**The request:** Reproduce verbatim the lines of the data below, starting with the line that contains "A colleague claims the stony" and going on through the line that contains "A colleague claims the shoreline", including both of those lines.

Box-labeled dataset extracts:
◇ ◇ ◇ ◇

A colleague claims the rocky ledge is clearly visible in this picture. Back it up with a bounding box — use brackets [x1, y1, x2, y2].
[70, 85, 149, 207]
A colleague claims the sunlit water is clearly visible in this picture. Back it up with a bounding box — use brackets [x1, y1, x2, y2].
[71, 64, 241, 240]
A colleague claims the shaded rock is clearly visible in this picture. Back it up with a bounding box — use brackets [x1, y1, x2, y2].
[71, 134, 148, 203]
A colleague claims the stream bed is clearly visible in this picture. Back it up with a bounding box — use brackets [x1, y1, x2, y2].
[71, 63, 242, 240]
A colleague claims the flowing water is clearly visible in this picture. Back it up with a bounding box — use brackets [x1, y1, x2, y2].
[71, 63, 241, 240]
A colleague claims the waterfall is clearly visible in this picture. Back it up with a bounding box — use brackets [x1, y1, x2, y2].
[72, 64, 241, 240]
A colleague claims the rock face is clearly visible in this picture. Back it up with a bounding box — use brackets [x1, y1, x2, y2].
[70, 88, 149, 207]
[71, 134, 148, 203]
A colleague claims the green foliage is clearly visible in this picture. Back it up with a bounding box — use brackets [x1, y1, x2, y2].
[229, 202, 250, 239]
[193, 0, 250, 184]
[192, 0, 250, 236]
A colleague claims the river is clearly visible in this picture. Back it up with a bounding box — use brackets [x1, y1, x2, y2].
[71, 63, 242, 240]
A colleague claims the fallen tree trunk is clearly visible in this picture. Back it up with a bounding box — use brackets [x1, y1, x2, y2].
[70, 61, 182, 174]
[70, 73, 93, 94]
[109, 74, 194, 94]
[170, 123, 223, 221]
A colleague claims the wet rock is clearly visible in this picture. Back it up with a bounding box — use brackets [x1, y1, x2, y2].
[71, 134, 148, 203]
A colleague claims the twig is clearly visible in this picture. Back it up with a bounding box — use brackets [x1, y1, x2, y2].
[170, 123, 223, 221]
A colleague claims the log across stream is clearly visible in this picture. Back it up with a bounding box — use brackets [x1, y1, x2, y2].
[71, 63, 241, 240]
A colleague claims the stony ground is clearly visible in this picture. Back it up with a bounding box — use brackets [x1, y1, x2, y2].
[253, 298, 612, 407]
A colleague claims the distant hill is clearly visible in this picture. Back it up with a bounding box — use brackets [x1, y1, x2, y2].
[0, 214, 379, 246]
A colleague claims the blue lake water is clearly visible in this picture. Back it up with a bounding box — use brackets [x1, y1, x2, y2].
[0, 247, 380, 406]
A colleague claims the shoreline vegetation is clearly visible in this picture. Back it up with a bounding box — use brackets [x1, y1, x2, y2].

◇ ◇ ◇ ◇

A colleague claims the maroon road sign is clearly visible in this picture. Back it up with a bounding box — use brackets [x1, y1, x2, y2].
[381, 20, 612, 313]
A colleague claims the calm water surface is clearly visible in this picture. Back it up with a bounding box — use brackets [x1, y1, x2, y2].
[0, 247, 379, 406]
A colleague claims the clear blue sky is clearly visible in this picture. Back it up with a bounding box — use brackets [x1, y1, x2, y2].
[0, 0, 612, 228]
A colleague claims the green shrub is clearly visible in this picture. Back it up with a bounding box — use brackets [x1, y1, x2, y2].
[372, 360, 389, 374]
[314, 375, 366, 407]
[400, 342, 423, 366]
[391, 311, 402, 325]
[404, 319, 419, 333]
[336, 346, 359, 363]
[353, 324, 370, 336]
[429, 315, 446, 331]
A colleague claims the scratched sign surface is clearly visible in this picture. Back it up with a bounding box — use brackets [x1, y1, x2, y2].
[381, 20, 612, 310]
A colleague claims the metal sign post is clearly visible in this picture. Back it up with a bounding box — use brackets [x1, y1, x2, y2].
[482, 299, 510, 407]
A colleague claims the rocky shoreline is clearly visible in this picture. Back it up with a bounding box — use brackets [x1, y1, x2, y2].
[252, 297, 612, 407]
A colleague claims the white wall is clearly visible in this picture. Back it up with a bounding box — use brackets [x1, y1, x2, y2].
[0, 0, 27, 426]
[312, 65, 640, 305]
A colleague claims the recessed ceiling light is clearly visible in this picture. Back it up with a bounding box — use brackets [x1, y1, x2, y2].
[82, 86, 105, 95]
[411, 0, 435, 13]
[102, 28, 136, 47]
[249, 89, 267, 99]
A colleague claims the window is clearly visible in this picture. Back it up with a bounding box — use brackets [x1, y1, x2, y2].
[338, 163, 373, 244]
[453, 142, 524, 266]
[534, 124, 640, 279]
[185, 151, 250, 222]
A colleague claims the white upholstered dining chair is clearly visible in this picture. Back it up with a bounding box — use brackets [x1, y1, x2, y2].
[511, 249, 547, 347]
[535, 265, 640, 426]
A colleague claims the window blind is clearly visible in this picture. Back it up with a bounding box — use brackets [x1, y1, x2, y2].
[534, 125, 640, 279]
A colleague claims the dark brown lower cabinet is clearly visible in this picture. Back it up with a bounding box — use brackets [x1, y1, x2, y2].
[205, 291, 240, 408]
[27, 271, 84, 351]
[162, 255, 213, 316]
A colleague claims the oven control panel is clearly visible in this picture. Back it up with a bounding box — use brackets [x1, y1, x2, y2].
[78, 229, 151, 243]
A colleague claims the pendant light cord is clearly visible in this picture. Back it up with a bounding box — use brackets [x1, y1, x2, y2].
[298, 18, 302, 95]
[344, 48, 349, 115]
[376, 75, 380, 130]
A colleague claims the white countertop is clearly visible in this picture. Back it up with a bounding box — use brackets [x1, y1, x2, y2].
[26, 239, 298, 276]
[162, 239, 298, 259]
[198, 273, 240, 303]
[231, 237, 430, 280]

◇ ◇ ◇ ◇

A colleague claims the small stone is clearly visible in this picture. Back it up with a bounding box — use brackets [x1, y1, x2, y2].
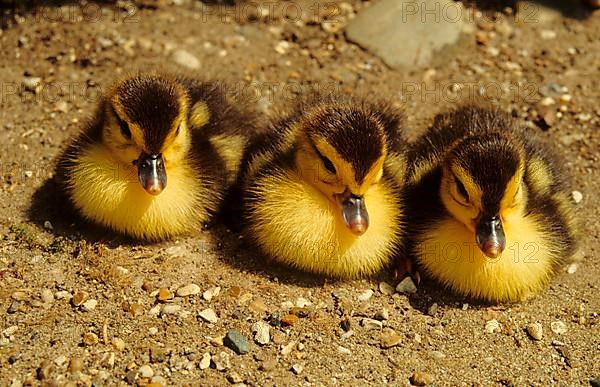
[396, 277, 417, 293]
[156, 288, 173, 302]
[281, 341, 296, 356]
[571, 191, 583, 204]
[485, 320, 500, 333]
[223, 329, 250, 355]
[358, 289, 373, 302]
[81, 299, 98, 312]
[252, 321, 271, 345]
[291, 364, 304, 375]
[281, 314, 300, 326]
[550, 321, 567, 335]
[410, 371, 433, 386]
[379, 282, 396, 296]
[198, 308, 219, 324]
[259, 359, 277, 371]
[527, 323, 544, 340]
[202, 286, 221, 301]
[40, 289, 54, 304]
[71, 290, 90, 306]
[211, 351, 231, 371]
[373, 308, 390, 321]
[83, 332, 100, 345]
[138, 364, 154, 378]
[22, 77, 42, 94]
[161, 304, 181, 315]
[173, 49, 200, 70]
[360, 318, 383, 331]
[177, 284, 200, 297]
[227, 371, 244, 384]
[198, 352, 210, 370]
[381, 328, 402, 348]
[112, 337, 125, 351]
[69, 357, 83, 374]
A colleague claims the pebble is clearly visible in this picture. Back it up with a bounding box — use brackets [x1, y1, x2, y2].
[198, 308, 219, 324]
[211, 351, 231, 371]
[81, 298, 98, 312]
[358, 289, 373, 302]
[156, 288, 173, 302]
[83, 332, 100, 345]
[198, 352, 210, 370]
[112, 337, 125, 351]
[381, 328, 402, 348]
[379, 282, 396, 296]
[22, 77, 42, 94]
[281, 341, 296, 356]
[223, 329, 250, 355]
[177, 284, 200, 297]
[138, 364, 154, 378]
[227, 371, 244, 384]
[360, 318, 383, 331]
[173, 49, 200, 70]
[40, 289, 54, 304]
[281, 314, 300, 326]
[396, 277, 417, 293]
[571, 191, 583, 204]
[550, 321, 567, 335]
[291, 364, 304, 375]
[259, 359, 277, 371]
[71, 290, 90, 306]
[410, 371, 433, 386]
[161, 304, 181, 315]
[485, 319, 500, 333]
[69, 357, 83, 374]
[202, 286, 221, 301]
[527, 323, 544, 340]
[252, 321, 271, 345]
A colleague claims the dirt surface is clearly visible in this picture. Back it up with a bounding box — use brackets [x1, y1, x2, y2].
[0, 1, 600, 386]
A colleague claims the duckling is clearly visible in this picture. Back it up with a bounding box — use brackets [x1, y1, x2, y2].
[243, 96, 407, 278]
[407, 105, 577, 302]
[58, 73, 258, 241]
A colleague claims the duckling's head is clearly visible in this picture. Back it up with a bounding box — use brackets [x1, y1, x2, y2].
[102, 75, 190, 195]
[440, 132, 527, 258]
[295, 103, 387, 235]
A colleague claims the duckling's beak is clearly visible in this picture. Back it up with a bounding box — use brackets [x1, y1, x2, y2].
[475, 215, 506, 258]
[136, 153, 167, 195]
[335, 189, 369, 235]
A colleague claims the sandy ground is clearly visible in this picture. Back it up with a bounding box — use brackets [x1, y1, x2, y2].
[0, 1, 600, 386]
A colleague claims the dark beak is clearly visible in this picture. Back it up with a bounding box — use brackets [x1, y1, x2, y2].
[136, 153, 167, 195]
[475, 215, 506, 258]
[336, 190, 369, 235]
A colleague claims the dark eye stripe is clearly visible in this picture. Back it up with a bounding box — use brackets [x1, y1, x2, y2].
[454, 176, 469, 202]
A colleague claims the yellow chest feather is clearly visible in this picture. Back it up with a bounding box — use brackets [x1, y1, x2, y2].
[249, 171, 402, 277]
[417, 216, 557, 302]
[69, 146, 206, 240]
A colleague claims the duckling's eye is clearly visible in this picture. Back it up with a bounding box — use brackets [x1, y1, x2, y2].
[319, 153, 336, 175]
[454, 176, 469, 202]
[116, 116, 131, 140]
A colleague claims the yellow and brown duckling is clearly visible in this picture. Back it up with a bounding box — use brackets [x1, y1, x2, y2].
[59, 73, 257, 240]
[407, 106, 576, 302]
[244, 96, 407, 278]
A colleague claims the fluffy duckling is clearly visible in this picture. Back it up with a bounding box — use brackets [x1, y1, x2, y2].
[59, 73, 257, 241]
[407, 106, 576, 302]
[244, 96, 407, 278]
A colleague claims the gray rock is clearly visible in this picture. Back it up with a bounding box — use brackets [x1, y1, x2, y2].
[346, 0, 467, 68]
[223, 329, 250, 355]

◇ ◇ ◇ ◇

**Complete output:**
A colleague claims the stony ground is clearly visible in this picture. Back it up with a bounding box — use brackets [x1, y1, x2, y2].
[253, 298, 612, 407]
A colleague claims the distant hill is clearly visible in this picture. Back it up with a bounding box — use brackets [x1, y1, x2, y2].
[0, 214, 379, 246]
A colleague claims the blue lake water is clearly visible in this picture. Back it up with a bounding box — use brackets [x1, y1, x2, y2].
[0, 247, 380, 406]
A colleague claims the shoreline vegetation is clearly visible in this picture. Back it up with a bounding box — use brackets [x1, y1, x2, y2].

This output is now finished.